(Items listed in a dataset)
· · · · ·

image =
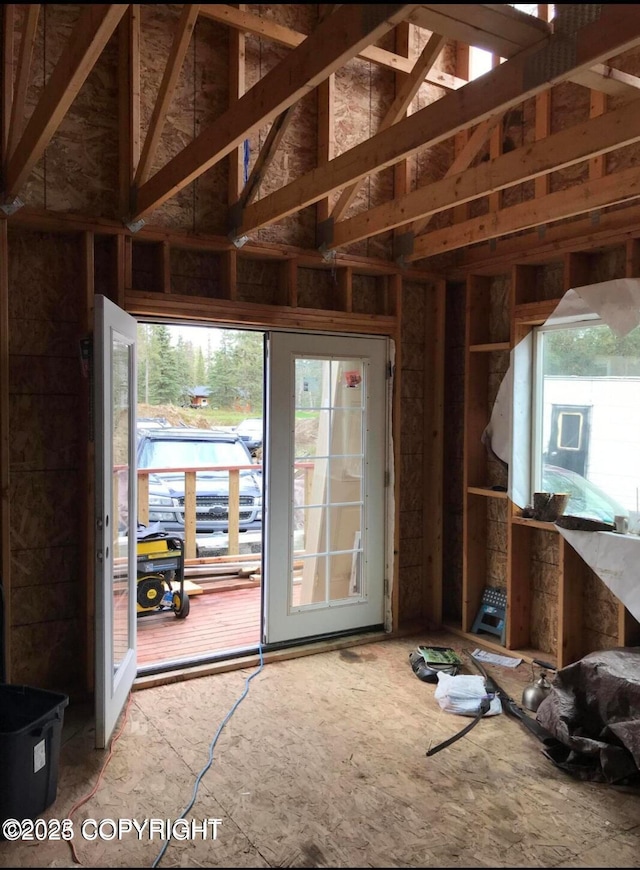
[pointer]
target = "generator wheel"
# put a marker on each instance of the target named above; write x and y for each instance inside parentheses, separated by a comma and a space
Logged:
(181, 604)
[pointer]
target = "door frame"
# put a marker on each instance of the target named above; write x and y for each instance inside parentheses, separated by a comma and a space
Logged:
(112, 685)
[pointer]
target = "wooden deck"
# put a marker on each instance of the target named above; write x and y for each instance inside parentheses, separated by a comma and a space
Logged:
(218, 621)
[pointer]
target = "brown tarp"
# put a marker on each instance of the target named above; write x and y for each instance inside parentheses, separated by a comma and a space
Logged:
(593, 709)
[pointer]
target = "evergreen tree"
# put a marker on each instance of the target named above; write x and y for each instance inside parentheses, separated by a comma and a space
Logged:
(164, 383)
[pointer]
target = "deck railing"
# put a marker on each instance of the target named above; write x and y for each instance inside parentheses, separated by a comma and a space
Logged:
(190, 523)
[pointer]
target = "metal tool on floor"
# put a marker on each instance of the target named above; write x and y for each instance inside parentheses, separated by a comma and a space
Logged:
(160, 577)
(534, 694)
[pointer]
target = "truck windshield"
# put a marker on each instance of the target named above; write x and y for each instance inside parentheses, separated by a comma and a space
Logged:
(163, 453)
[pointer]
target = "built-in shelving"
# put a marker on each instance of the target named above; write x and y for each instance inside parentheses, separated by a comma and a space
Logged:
(547, 582)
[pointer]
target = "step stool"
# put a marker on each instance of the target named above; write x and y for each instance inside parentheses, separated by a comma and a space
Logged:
(492, 615)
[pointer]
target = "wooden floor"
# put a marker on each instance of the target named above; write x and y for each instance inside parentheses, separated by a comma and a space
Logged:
(320, 761)
(217, 622)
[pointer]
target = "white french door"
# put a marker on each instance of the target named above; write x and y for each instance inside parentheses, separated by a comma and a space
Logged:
(115, 513)
(327, 431)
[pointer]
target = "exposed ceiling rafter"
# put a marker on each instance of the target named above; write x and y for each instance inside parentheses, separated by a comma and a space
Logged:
(616, 30)
(336, 39)
(89, 37)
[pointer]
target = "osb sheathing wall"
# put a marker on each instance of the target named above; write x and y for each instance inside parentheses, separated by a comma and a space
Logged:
(48, 401)
(598, 605)
(46, 453)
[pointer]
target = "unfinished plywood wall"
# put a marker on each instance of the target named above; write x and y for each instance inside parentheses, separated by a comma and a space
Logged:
(453, 458)
(411, 472)
(46, 458)
(79, 169)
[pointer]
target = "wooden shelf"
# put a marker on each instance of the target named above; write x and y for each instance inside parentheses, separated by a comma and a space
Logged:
(483, 640)
(534, 312)
(487, 492)
(490, 347)
(536, 524)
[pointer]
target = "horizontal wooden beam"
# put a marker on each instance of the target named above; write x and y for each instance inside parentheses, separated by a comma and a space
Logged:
(89, 37)
(609, 80)
(615, 227)
(192, 308)
(336, 39)
(576, 200)
(591, 138)
(69, 222)
(498, 28)
(616, 30)
(279, 33)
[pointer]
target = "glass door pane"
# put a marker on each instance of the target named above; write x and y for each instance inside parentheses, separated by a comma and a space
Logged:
(325, 560)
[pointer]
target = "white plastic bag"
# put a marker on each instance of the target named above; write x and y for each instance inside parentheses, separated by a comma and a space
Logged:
(463, 693)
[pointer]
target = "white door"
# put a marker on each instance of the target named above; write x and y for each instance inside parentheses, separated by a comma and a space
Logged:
(116, 519)
(325, 547)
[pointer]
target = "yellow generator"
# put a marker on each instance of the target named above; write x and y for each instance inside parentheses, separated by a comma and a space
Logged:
(160, 581)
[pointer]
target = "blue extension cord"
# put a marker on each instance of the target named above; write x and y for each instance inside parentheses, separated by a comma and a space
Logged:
(211, 747)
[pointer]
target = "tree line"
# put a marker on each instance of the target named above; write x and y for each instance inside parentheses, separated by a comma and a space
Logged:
(232, 368)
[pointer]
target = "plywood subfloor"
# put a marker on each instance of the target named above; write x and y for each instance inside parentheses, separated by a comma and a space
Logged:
(322, 764)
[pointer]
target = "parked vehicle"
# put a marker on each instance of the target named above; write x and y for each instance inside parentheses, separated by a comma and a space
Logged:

· · · · ·

» SET TASK
From the listing above, print every entry precisely and drop the pictures.

» RIGHT ANSWER
image =
[pointer]
target = "generator wheel"
# put a marker on each instance of the target named above; write x and y for each instance inside parentheses, separated by a comma and a space
Logged:
(181, 604)
[pointer]
target = "door frame"
# put a marker on each instance of the target named above; write x and y for each instance inside parentheses, separated by a comma and a space
Logged:
(112, 685)
[pointer]
target = "wooden deck"
# put a marker on each instance of the target named above; write x and y for each instance inside parentheses, separated by a comma and a space
Logged:
(218, 621)
[pointer]
target = "brown tarp"
# put a marker on each instance of the target named above; write x and y for each instance inside parentheses, separated by a comma and a space
Logged:
(593, 709)
[pointer]
target = "evergreen tree"
# put a marker on each instance of the target named above; write x and y for each instance inside parentheses, separated by a comma and a space
Logged:
(164, 383)
[pointer]
target = "deck railing"
# put a marker on each instance of the target named above; write x and y for each instance inside parentheses, separated by a comma and a space
Logged:
(190, 523)
[pointer]
target = "metal tool on floor"
# put a marker on each instance of the target named above; write x and y for each instance inside parentheses, separated by a comma and a space
Logged:
(160, 577)
(534, 694)
[pointer]
target = "truck windshield"
# put a marker on each instance of the target named above; write x and y for each instance inside parentheses, separated by a comma and a space
Logged:
(163, 453)
[pointer]
target = "built-in shelving"
# put a marker on each instance of the target named above; write x and y for each instance inside parentheses, separated by a comma and a space
Logged:
(547, 582)
[pointer]
target = "step stool"
# put a marker on each instance of the target named above; write x and y for each instance inside parentheses, separated by a comma and a space
Logged:
(492, 615)
[pointer]
target = "wooden floor"
# put a marker on each instance of the target named above; write x and y for each instance inside parentheses, separated by a comma and a space
Logged:
(320, 761)
(217, 622)
[pointer]
target = "white french door"
# put a marker on each instance of the target named above; write x and y for each instance inside parentheses, separated by a comma and a space
Logged:
(115, 513)
(327, 431)
[pointer]
target = "exposed ceiling rafter"
# put a marker on each instance of the target named above; write x and y for each instance inside parentheses, separated by a comma and a space
Logged:
(616, 30)
(336, 39)
(89, 37)
[pointer]
target = "osb sheathing wall"
# put a marker on each instance of the target named above; write x and y for each instance inside parentheses, separated by a comma and a space
Logged:
(48, 401)
(598, 605)
(46, 453)
[pointer]
target = "unfinished plywood wall"
# put a marker on each instance of the target named above; write x and y for each instance inside parentheses, separated by a comma and a space
Logged:
(453, 458)
(411, 472)
(46, 458)
(79, 169)
[pointer]
target = "wooden shelf"
# put a marker on each instance of the target named above; write x and y for each instance inside parentheses, separated by a comma and a space
Logged:
(483, 640)
(534, 312)
(487, 492)
(490, 347)
(536, 524)
[pointer]
target = "horizontal wooden beam"
# put a marker on each instance of the target named above; write x and y for each instance inside parentheses, separated by a comma and a space
Logged:
(89, 37)
(609, 80)
(615, 227)
(192, 308)
(336, 39)
(576, 200)
(591, 138)
(69, 222)
(498, 28)
(616, 30)
(279, 33)
[pointer]
target = "glass door pane"
# put a marker on each instance of the target named above; write x and y for each instance inside parentheses, separated by a comma and a space
Logged:
(325, 560)
[pointer]
target = "white plastic bag"
# put a marker on each instance of the target named above; write x and y for each instance inside parentheses, separated by a comma and a space
Logged:
(463, 693)
[pointer]
target = "white door"
# put a marker on each instance of the target named above; write x and y for each instance inside parentheses, separated by a comma and a space
Logged:
(116, 519)
(325, 547)
[pointer]
target = "yellow generator"
# put a marker on each instance of the target named above; write x and y for each instance inside parentheses, separated by a comma and a space
Logged:
(160, 581)
[pointer]
target = "blue extension cord"
# put a marker on each instance of the target named above; write x and y for each instance inside parentheses, separated by a comma and a space
Logged:
(211, 747)
[pointer]
target = "tree line"
# put a marker on each instance of the target named above; write x and y for each instance inside parentheses, separated by a comma and a space
Logged:
(232, 368)
[pointer]
target = "plywood subfloor"
# put a marker on each instance of the target named above; write x and y for each instance inside parentheses, separated by a comma and a space
Logged:
(322, 764)
[pointer]
target = "parked vehicle"
# put a marker on each instance of the target named above; write x and y for each instance inside parentheses, separated by a comma and a space
Logged:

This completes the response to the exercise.